# Start of GIVEN DATA
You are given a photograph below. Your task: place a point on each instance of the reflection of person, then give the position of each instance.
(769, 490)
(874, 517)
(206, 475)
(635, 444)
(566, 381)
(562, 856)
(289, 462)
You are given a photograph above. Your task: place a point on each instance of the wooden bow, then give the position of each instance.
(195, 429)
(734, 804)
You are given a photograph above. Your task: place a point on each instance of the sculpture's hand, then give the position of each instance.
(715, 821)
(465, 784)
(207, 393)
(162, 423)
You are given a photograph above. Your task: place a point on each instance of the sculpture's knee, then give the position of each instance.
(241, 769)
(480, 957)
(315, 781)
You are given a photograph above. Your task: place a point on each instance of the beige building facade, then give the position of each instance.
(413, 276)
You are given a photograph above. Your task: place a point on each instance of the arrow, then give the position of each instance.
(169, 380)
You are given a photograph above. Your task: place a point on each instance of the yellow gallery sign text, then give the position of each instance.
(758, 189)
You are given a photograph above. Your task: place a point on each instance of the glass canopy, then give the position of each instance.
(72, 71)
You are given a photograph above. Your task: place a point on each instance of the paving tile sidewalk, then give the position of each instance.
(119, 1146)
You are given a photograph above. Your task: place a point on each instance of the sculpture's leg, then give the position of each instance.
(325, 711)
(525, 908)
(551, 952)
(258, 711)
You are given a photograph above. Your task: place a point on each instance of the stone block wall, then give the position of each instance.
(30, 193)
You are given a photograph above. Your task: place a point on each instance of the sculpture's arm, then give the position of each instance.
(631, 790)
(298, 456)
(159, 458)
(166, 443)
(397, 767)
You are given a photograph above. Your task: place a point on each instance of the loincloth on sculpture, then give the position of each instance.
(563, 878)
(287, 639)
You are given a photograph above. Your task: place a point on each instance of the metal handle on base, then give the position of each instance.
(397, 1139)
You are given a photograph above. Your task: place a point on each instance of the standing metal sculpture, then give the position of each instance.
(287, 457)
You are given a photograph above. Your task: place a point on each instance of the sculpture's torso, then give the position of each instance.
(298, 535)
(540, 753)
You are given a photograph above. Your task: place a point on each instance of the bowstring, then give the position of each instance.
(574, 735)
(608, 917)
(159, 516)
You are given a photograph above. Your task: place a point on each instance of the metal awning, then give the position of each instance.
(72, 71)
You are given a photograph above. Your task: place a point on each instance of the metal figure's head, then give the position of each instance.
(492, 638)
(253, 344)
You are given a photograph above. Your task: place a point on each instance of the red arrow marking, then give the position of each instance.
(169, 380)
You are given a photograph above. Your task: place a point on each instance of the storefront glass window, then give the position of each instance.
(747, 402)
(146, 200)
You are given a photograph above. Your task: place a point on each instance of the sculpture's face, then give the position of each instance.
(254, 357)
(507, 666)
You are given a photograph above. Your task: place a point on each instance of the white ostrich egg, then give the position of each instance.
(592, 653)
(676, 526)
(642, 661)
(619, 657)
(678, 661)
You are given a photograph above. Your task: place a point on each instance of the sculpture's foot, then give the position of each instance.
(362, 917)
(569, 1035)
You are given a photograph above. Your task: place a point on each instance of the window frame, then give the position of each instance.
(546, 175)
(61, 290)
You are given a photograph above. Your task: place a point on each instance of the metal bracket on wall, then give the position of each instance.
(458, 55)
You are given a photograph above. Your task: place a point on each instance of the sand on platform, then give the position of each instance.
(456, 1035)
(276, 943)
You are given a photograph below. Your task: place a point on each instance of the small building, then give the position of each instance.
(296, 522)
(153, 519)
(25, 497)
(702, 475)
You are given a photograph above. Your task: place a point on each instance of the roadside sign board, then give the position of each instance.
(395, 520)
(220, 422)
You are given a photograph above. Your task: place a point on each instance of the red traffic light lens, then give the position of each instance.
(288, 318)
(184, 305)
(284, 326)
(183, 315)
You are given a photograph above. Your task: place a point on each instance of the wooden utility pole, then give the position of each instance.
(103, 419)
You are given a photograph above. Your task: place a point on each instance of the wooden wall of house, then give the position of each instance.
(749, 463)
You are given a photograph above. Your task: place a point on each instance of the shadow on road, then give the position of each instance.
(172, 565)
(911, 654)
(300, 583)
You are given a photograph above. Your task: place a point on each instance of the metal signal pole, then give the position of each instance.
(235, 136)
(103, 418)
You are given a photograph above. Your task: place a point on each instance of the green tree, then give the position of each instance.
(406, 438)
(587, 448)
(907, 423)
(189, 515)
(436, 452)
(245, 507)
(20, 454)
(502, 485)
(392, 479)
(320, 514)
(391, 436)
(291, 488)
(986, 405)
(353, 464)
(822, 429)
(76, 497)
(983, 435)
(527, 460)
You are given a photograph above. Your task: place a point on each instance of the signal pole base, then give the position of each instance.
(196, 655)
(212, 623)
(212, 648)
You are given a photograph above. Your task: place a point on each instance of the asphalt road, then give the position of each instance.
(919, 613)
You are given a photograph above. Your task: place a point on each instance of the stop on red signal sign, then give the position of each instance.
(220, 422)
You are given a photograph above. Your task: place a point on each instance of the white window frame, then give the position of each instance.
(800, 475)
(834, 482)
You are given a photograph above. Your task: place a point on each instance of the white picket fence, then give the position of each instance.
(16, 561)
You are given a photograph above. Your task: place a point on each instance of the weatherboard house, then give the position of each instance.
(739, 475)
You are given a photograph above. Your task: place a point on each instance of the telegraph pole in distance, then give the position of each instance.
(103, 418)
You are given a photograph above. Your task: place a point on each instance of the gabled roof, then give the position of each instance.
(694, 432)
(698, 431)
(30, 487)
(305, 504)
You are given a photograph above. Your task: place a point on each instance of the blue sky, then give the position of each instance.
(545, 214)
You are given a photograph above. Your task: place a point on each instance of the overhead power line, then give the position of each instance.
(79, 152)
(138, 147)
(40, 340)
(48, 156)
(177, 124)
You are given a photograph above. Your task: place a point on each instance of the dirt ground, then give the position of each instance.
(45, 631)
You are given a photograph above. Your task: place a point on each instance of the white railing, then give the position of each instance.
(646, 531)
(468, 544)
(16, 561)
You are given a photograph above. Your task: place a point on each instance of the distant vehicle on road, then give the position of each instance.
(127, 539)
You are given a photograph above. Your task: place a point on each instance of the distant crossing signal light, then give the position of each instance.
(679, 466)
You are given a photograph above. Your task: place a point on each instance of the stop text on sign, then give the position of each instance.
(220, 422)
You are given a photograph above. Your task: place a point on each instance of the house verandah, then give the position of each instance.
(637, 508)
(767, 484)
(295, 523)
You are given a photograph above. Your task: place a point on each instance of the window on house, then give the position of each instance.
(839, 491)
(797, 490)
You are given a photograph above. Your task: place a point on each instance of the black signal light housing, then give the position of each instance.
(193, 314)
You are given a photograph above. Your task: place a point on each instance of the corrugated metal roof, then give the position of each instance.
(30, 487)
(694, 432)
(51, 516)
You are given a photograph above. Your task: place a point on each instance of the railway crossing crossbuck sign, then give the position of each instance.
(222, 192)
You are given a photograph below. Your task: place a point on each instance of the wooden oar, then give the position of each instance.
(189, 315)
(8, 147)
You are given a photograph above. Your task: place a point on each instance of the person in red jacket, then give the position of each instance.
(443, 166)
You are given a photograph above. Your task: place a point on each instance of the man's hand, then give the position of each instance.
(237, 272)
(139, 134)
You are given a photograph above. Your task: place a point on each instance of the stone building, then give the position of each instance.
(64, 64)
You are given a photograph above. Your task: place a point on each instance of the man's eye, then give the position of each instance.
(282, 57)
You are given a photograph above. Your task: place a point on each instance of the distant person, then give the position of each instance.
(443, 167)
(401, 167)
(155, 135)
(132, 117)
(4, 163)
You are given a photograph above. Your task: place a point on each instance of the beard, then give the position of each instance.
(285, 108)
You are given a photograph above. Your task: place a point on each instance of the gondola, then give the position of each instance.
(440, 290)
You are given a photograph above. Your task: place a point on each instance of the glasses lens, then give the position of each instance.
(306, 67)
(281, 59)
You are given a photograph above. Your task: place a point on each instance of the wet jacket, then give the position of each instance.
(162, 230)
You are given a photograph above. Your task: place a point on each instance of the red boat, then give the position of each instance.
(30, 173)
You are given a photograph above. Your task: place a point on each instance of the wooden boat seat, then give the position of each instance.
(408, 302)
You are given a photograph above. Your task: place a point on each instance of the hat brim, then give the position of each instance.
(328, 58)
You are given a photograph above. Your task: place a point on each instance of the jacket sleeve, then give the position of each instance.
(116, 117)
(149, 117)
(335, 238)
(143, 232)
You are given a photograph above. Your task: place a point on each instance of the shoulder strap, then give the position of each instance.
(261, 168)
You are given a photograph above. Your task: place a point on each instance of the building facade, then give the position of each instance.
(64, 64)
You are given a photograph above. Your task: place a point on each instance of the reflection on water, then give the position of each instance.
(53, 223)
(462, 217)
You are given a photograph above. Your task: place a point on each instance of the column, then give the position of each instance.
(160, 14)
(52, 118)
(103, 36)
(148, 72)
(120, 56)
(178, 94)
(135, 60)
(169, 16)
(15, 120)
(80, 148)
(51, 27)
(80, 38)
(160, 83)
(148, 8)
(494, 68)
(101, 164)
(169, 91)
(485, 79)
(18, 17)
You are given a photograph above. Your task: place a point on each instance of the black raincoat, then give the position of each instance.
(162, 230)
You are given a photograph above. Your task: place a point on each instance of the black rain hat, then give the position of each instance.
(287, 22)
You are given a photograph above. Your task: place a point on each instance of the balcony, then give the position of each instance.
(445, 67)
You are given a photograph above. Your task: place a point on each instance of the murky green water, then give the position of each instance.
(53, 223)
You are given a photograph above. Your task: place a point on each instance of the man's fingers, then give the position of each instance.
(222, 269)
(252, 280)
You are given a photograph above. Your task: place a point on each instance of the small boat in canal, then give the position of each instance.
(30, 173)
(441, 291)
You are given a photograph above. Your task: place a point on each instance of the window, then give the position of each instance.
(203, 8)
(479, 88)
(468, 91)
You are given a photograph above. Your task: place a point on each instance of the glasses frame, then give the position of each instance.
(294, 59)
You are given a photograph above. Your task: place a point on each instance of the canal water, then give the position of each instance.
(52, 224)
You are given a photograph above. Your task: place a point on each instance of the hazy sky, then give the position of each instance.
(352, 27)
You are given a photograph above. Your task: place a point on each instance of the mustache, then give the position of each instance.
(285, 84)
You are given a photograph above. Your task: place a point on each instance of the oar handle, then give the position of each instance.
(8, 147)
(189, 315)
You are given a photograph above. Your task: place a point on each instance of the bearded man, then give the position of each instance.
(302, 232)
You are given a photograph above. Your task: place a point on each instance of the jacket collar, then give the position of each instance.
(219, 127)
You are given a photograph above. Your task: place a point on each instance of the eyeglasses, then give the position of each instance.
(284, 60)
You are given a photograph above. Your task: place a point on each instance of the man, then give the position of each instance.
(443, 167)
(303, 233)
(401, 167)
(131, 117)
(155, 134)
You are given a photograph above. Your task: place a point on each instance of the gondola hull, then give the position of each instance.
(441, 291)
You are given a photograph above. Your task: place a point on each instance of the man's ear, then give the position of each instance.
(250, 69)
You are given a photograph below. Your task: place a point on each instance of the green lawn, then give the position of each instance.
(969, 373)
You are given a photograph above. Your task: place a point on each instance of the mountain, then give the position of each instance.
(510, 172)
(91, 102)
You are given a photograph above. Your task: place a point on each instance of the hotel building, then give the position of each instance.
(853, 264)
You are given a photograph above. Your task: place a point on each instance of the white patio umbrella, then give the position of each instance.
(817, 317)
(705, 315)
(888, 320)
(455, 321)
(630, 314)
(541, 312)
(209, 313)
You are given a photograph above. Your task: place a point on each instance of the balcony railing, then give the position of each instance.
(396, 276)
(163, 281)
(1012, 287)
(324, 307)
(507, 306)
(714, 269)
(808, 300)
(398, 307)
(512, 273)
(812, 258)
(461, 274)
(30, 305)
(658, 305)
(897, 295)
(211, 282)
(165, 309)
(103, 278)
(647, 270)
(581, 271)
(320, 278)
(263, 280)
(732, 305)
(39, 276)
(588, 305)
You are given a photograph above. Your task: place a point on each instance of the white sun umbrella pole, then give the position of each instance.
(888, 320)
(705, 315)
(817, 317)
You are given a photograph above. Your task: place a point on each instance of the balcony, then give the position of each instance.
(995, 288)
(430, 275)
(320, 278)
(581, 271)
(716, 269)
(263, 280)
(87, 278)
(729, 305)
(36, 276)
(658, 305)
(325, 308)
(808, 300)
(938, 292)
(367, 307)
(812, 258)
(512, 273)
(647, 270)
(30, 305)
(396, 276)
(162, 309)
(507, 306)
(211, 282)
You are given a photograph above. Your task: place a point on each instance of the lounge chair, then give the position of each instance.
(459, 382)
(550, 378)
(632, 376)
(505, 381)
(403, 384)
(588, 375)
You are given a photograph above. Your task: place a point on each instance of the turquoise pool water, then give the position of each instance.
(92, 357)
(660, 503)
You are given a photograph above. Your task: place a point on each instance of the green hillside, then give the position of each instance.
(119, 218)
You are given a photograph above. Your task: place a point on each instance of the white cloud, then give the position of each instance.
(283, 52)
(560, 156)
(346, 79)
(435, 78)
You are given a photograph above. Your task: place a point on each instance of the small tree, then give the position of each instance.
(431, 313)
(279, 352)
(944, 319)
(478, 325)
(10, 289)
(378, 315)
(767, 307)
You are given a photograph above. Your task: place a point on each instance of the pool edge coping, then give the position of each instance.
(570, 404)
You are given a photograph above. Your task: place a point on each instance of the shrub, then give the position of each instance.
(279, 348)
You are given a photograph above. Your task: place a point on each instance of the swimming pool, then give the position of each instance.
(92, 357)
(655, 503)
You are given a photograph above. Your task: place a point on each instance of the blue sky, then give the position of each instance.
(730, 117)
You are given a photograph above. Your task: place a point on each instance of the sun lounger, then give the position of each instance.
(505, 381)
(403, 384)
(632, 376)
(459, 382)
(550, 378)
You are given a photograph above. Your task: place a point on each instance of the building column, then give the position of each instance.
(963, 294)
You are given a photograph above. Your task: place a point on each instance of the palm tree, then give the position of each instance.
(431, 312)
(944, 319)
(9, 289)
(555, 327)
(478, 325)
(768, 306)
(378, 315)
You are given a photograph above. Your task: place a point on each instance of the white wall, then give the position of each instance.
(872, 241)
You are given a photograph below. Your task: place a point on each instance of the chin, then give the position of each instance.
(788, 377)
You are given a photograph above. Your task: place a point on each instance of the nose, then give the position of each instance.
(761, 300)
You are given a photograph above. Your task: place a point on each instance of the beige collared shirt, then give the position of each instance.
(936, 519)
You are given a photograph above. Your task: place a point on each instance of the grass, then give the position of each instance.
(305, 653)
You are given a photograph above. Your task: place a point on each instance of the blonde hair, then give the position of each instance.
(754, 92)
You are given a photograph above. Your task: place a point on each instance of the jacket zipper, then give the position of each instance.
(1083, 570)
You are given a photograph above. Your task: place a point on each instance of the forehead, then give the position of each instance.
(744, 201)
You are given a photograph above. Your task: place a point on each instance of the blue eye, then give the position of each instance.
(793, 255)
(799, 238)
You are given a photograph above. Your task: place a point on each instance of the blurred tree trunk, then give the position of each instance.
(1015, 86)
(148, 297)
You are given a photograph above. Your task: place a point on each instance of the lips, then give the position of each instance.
# End of GIVEN DATA
> [WRITTEN EXERCISE] Output as a numbered list, skipping blank lines, the lines above from the line with "of the blonde" up to and including the line with "(1083, 570)".

> [WRITTEN ANSWER]
1. You are given a photograph above. Your task: place a point on each instance of the blonde hair, then give the position of each instance.
2. (754, 92)
3. You are given a photograph above. Your task: place a point on each instance of the jacket zipper, then give the position of each instance.
4. (1083, 570)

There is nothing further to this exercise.